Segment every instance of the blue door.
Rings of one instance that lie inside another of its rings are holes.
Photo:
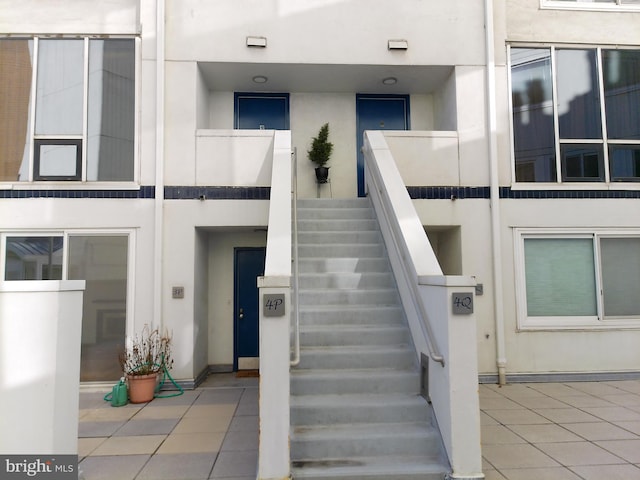
[[[239,359],[260,356],[257,278],[264,274],[264,257],[263,247],[234,250],[234,370]]]
[[[409,96],[356,95],[356,129],[358,132],[358,196],[364,197],[362,135],[365,130],[409,130]]]
[[[236,93],[235,128],[289,130],[288,93]]]

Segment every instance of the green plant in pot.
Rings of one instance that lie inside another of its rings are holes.
[[[127,379],[131,403],[150,402],[156,393],[159,374],[173,366],[171,335],[145,325],[118,358]]]
[[[316,164],[316,180],[318,183],[327,183],[329,178],[329,167],[326,166],[333,143],[329,142],[329,124],[325,123],[320,127],[318,136],[311,141],[311,149],[307,151],[309,160]]]

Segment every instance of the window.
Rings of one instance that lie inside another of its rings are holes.
[[[134,39],[0,39],[0,181],[133,181]]]
[[[640,320],[640,232],[516,231],[521,328],[628,326]]]
[[[129,233],[5,234],[5,280],[85,280],[81,381],[113,381],[122,372],[129,291]]]
[[[640,181],[640,50],[510,48],[516,182]]]

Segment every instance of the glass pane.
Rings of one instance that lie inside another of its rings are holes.
[[[560,145],[563,182],[604,182],[602,145]]]
[[[640,314],[640,238],[600,239],[604,315]]]
[[[62,237],[7,237],[5,280],[61,280]]]
[[[555,182],[551,52],[511,49],[516,181]]]
[[[611,145],[609,168],[611,181],[640,181],[640,145]]]
[[[524,254],[527,315],[597,314],[592,239],[527,238]]]
[[[33,40],[0,40],[0,182],[29,180]]]
[[[135,43],[89,43],[87,179],[133,180]]]
[[[640,50],[603,50],[607,136],[640,139]]]
[[[78,147],[76,145],[39,145],[40,162],[37,176],[77,176]]]
[[[602,138],[595,50],[557,50],[560,138]]]
[[[84,42],[38,43],[36,134],[81,135]]]
[[[70,280],[85,280],[80,380],[113,381],[122,375],[127,305],[126,236],[70,236]]]

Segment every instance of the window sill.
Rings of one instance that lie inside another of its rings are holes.
[[[0,183],[0,190],[140,190],[134,182],[19,182]]]
[[[640,190],[640,182],[512,182],[511,190]]]
[[[576,320],[563,319],[546,319],[532,320],[527,319],[526,322],[518,324],[519,332],[545,332],[545,331],[592,331],[592,330],[638,330],[640,329],[640,318],[612,319],[612,320],[593,320],[580,318]]]
[[[570,10],[584,12],[635,12],[640,13],[640,5],[596,4],[586,2],[541,2],[540,10]]]

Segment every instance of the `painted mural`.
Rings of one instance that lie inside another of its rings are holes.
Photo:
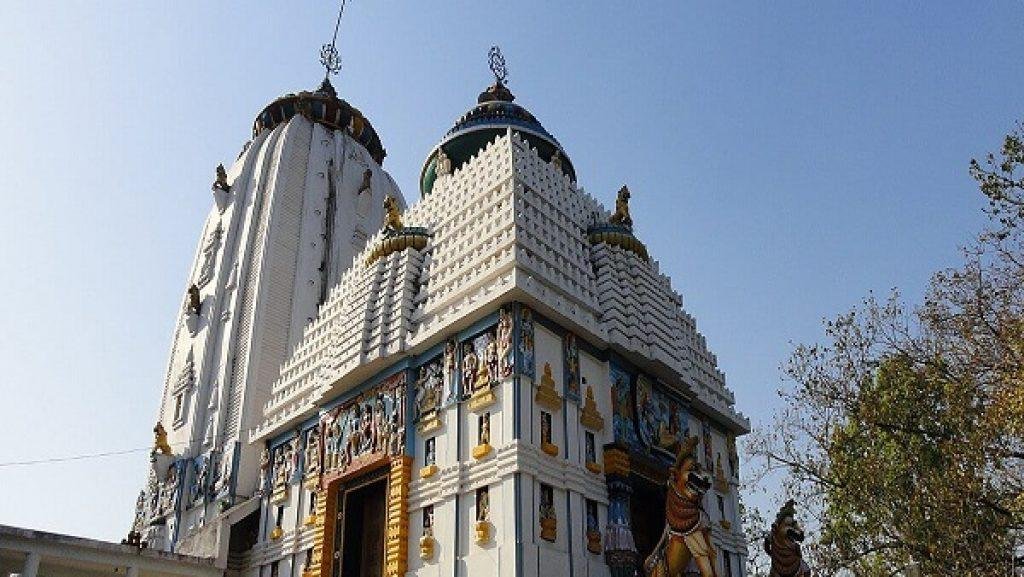
[[[326,474],[340,474],[405,448],[405,373],[320,417]]]

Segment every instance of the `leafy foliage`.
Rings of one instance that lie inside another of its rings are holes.
[[[1024,137],[972,161],[995,225],[907,310],[868,298],[798,347],[748,445],[809,507],[821,574],[1006,575],[1024,529]],[[812,531],[813,533],[813,531]]]

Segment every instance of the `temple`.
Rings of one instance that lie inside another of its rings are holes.
[[[418,201],[384,158],[325,80],[215,171],[133,535],[246,577],[744,575],[749,423],[631,191],[497,73]]]

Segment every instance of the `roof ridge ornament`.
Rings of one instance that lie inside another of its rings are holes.
[[[505,56],[502,55],[501,48],[491,46],[491,49],[487,51],[487,61],[491,73],[494,74],[494,81],[498,84],[507,84],[508,67],[505,65]]]
[[[491,69],[491,74],[494,74],[494,84],[480,93],[476,99],[477,104],[515,100],[516,97],[505,86],[508,82],[508,66],[505,65],[505,56],[502,55],[501,48],[491,46],[491,49],[487,51],[487,65]]]
[[[324,67],[324,82],[330,84],[327,79],[332,74],[341,71],[341,56],[338,54],[338,29],[341,28],[341,15],[345,12],[345,0],[341,0],[338,8],[338,19],[334,22],[334,36],[330,44],[320,47],[320,64]]]

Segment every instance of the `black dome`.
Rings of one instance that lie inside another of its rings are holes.
[[[253,122],[252,137],[256,138],[260,133],[274,129],[296,114],[301,114],[328,128],[348,132],[352,138],[366,147],[377,164],[384,163],[387,151],[384,150],[384,145],[381,144],[373,125],[359,109],[338,98],[334,86],[331,86],[331,82],[326,78],[316,92],[286,94],[268,104]]]
[[[513,102],[515,96],[501,82],[496,82],[477,98],[477,105],[462,115],[455,126],[445,133],[427,157],[420,173],[420,193],[430,193],[437,177],[437,153],[444,153],[452,162],[452,170],[462,166],[496,136],[512,128],[537,149],[537,153],[550,161],[556,152],[562,159],[562,171],[573,181],[576,171],[558,140],[551,135],[530,111]]]

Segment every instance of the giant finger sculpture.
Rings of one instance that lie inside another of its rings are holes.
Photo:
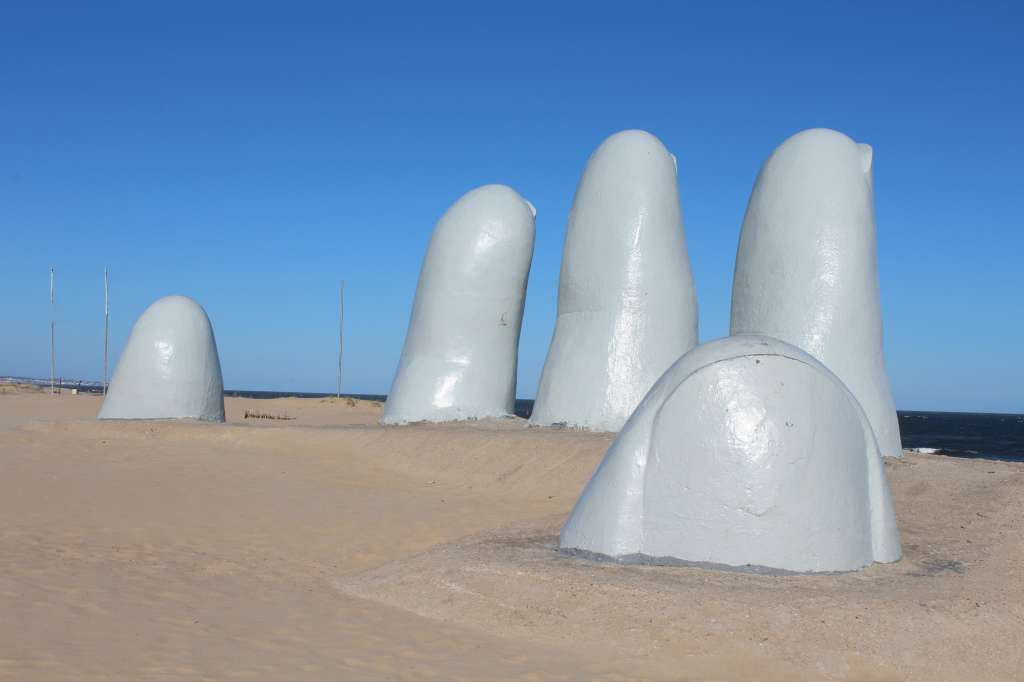
[[[513,414],[535,217],[504,185],[468,192],[441,217],[383,423]]]
[[[743,219],[731,333],[767,334],[825,363],[901,457],[882,351],[871,147],[805,130],[761,168]]]
[[[650,133],[616,133],[590,157],[573,200],[530,423],[618,431],[696,343],[675,157]]]
[[[658,380],[560,545],[795,572],[900,557],[882,457],[857,400],[807,353],[756,335],[699,346]]]
[[[224,421],[224,381],[210,318],[187,296],[166,296],[139,316],[100,408],[100,419]]]

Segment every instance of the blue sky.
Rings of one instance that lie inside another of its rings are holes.
[[[20,5],[20,6],[17,6]],[[573,192],[607,135],[679,158],[701,338],[728,333],[747,198],[804,128],[874,147],[901,409],[1024,412],[1020,3],[9,3],[0,10],[0,374],[102,372],[195,297],[229,388],[383,393],[420,261],[489,182],[538,209],[532,397]]]

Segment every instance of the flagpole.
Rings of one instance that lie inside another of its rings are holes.
[[[338,294],[338,397],[341,397],[342,352],[345,348],[345,280]]]
[[[110,349],[110,270],[103,268],[103,395],[107,394],[107,377],[110,365],[107,358]]]
[[[57,352],[55,350],[56,342],[57,342],[57,339],[56,339],[56,336],[57,336],[57,332],[56,332],[57,323],[56,323],[56,317],[54,315],[54,301],[55,301],[55,298],[54,298],[54,294],[53,294],[53,288],[54,288],[53,278],[54,278],[54,270],[53,270],[53,266],[51,265],[50,266],[50,394],[51,395],[53,395],[53,393],[54,393],[53,378],[54,378],[54,375],[57,373]]]

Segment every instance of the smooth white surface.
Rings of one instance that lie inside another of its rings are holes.
[[[616,133],[590,157],[573,200],[530,423],[618,431],[696,343],[676,159],[650,133]]]
[[[100,419],[224,421],[224,381],[210,318],[187,296],[166,296],[132,327]]]
[[[474,189],[442,216],[383,423],[513,414],[535,216],[505,185]]]
[[[761,168],[743,219],[731,333],[798,346],[860,401],[882,453],[902,457],[882,351],[871,147],[805,130]]]
[[[741,335],[654,385],[562,529],[564,549],[797,572],[900,557],[863,410],[820,362]]]

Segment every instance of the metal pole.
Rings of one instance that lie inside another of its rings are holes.
[[[54,276],[53,266],[50,266],[50,394],[51,395],[53,395],[53,392],[54,392],[54,390],[53,390],[53,377],[54,377],[54,374],[57,373],[57,370],[56,370],[57,353],[56,353],[56,350],[55,350],[56,336],[57,336],[57,334],[56,334],[57,323],[55,321],[55,316],[54,316],[54,311],[53,311],[53,304],[54,304],[54,300],[55,300],[54,299],[54,295],[53,295],[53,276]]]
[[[338,397],[341,398],[341,358],[345,348],[345,280],[338,295]]]
[[[110,272],[103,268],[103,395],[107,394],[107,358],[110,348]]]

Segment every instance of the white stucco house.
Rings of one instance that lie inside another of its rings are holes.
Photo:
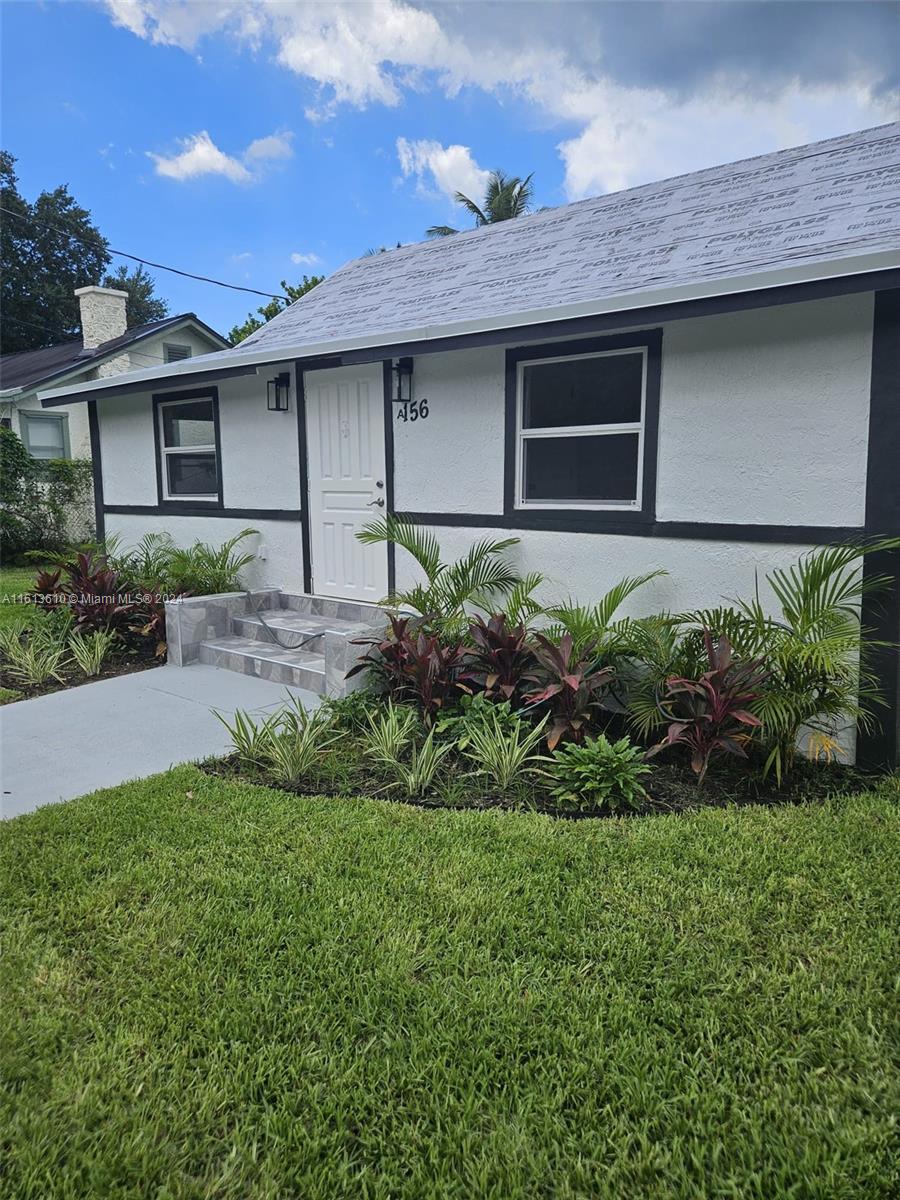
__________________________________________________
**Activity**
Set out the material once more, exact in every line, with no images.

**Answer below**
Segment every instance of the blue door.
Rings of one instance that lie inside another of its rings are holes.
Photo:
[[[239,359],[260,356],[257,278],[264,274],[264,257],[263,247],[234,250],[234,370]]]
[[[409,96],[356,95],[356,129],[358,132],[358,196],[364,197],[362,135],[365,130],[409,130]]]
[[[236,93],[235,128],[289,130],[288,93]]]

Segment every instance of the green plant in pot.
Rings of one instance that lie inside another of its rings are holes.
[[[127,379],[131,403],[150,402],[156,393],[159,374],[173,366],[171,335],[145,325],[118,358]]]
[[[316,164],[316,180],[318,183],[327,183],[329,178],[329,167],[326,166],[333,143],[329,142],[329,124],[325,123],[320,127],[318,136],[311,141],[311,149],[307,151],[309,160]]]

Segment every instance of the window.
Rings of one instance that lie inside another of its rings are holes.
[[[134,39],[0,39],[0,181],[133,181]]]
[[[640,320],[640,232],[516,231],[521,328],[628,326]]]
[[[129,233],[5,234],[5,280],[85,280],[81,381],[113,381],[122,372],[129,291]]]
[[[640,181],[640,50],[510,48],[516,182]]]

Segment every instance of the glass pane.
Rings of one instance that lie inside another of its rings are holes.
[[[560,145],[563,182],[604,182],[602,145]]]
[[[640,314],[640,238],[600,239],[604,315]]]
[[[62,237],[7,237],[5,280],[61,280]]]
[[[555,182],[551,52],[511,49],[516,181]]]
[[[611,145],[609,168],[611,181],[640,181],[640,145]]]
[[[524,254],[527,315],[597,314],[592,239],[527,238]]]
[[[33,40],[0,40],[0,182],[29,180]]]
[[[135,43],[89,43],[87,179],[133,180]]]
[[[640,50],[603,50],[607,136],[640,139]]]
[[[78,147],[76,145],[39,145],[40,162],[37,176],[77,176]]]
[[[602,138],[595,50],[557,50],[560,138]]]
[[[84,42],[38,43],[36,134],[81,135]]]
[[[70,280],[85,280],[80,380],[113,381],[122,375],[127,305],[126,236],[70,236]]]

Segment every instance of the window sill.
Rings of one instance that lie inside another of its rings are holes.
[[[0,183],[0,190],[140,190],[134,182],[19,182]]]
[[[640,190],[640,182],[512,182],[511,190]]]
[[[576,320],[563,319],[546,319],[532,320],[527,319],[526,322],[518,324],[519,332],[545,332],[545,331],[592,331],[592,330],[638,330],[640,329],[640,318],[612,319],[612,320],[593,320],[580,318]]]
[[[570,10],[584,12],[635,12],[640,13],[640,5],[596,4],[586,2],[541,2],[540,10]]]

Segment every instance of the `painted mural`.
Rings of one instance that lie inside another of its rings are holes.
Photo:
[[[326,474],[340,474],[405,448],[405,373],[320,417]]]

Segment every instance of the `leafy foliage`.
Rings of one instance that lie inside another of its rings are holes.
[[[1024,137],[972,161],[995,225],[907,310],[868,298],[798,347],[748,445],[809,507],[821,574],[1006,575],[1024,529]],[[812,531],[813,533],[813,531]]]

Segment every instance of the `temple`.
Rings of one instance that lie inside another of its rings are holes.
[[[418,201],[384,158],[325,80],[215,171],[133,535],[246,577],[744,575],[749,423],[631,191],[497,73]]]

Segment every instance of the `roof ridge ornament`.
Rings of one instance that lie inside another of its rings are holes.
[[[505,56],[502,55],[501,48],[491,46],[491,49],[487,51],[487,61],[491,73],[494,74],[494,81],[498,84],[507,84],[508,67],[505,65]]]
[[[491,69],[491,74],[494,74],[494,84],[480,93],[476,99],[477,104],[515,100],[516,97],[505,86],[508,82],[508,66],[505,65],[505,56],[502,55],[501,48],[491,46],[491,49],[487,51],[487,65]]]
[[[324,67],[324,82],[330,84],[327,79],[332,74],[341,71],[341,56],[338,54],[338,29],[341,28],[341,15],[345,12],[345,0],[341,0],[338,8],[338,19],[334,22],[334,36],[330,44],[320,47],[320,64]]]

Segment every instance of the `black dome`.
Rings of one instance that lie inside another of its rings are holes.
[[[253,122],[252,137],[256,138],[260,133],[274,129],[296,114],[301,114],[328,128],[348,132],[352,138],[366,147],[377,164],[384,163],[387,151],[384,150],[384,145],[381,144],[373,125],[359,109],[338,98],[334,86],[331,86],[331,82],[326,78],[316,92],[286,94],[268,104]]]
[[[513,102],[515,96],[501,82],[496,82],[477,98],[477,105],[462,115],[455,126],[445,133],[427,157],[420,173],[420,193],[430,193],[437,177],[437,153],[444,153],[452,162],[452,170],[462,166],[496,136],[512,128],[537,149],[537,153],[550,161],[556,152],[562,159],[562,171],[573,181],[576,171],[558,140],[551,135],[530,111]]]

Segment every instance of the giant finger sculpture.
Rings of one instance that lie inside another of its rings are holes.
Photo:
[[[513,414],[535,217],[504,185],[468,192],[441,217],[383,423]]]
[[[743,219],[731,333],[767,334],[825,363],[901,457],[882,351],[871,147],[805,130],[761,168]]]
[[[650,133],[616,133],[590,157],[573,200],[530,423],[618,431],[696,343],[675,157]]]
[[[658,380],[560,545],[795,572],[900,557],[882,457],[857,400],[807,353],[756,335],[699,346]]]
[[[224,421],[224,381],[210,318],[187,296],[166,296],[139,316],[100,408],[100,419]]]

Segment every instance of the blue sky.
Rings of one instance that lie inside another of its rings are holes.
[[[20,5],[20,6],[17,6]],[[573,192],[607,135],[679,158],[701,338],[728,333],[747,198],[804,128],[874,147],[901,409],[1024,412],[1020,3],[9,3],[0,10],[0,374],[102,372],[195,297],[229,388],[383,393],[420,261],[489,182],[538,209],[532,397]]]

Segment every instance of the flagpole.
Rings of one instance that lie inside another of its rings are holes.
[[[338,294],[338,397],[341,397],[342,352],[345,348],[345,280]]]
[[[110,349],[110,270],[103,268],[103,395],[107,394],[107,377],[110,365],[107,358]]]
[[[57,352],[55,350],[56,342],[57,342],[57,339],[56,339],[56,336],[57,336],[57,332],[56,332],[57,323],[56,323],[56,317],[54,315],[54,301],[55,301],[55,298],[54,298],[54,294],[53,294],[53,288],[54,288],[53,278],[54,278],[54,270],[53,270],[53,266],[51,265],[50,266],[50,394],[51,395],[53,395],[53,393],[54,393],[53,378],[54,378],[54,375],[57,373]]]

Segment every instance of the smooth white surface.
Rings of one instance that lie inside another of its rings are holes.
[[[616,133],[590,157],[573,200],[530,423],[618,431],[696,343],[676,159],[650,133]]]
[[[100,419],[224,421],[224,381],[210,318],[187,296],[166,296],[132,327]]]
[[[474,189],[442,216],[383,423],[513,414],[535,216],[505,185]]]
[[[761,168],[743,219],[731,333],[798,346],[860,401],[882,453],[902,457],[882,351],[871,147],[805,130]]]
[[[741,335],[654,385],[562,529],[564,549],[797,572],[900,557],[863,410],[820,362]]]

Segment every instance of the metal pole.
Rings of one instance that lie inside another of its rings are holes.
[[[54,276],[53,266],[50,266],[50,394],[51,395],[53,395],[53,392],[54,392],[54,390],[53,390],[53,377],[54,377],[54,374],[57,373],[57,370],[56,370],[57,353],[56,353],[56,350],[55,350],[56,336],[57,336],[57,334],[56,334],[57,323],[55,321],[55,316],[54,316],[54,311],[53,311],[53,304],[54,304],[54,300],[55,300],[54,299],[54,295],[53,295],[53,276]]]
[[[338,397],[341,398],[341,358],[345,348],[345,280],[338,295]]]
[[[110,272],[103,268],[103,395],[107,394],[107,358],[110,348]]]

Segment every instance of the white stucco house.
Rings of one instance that lie inside another of its rings are holes.
Photo:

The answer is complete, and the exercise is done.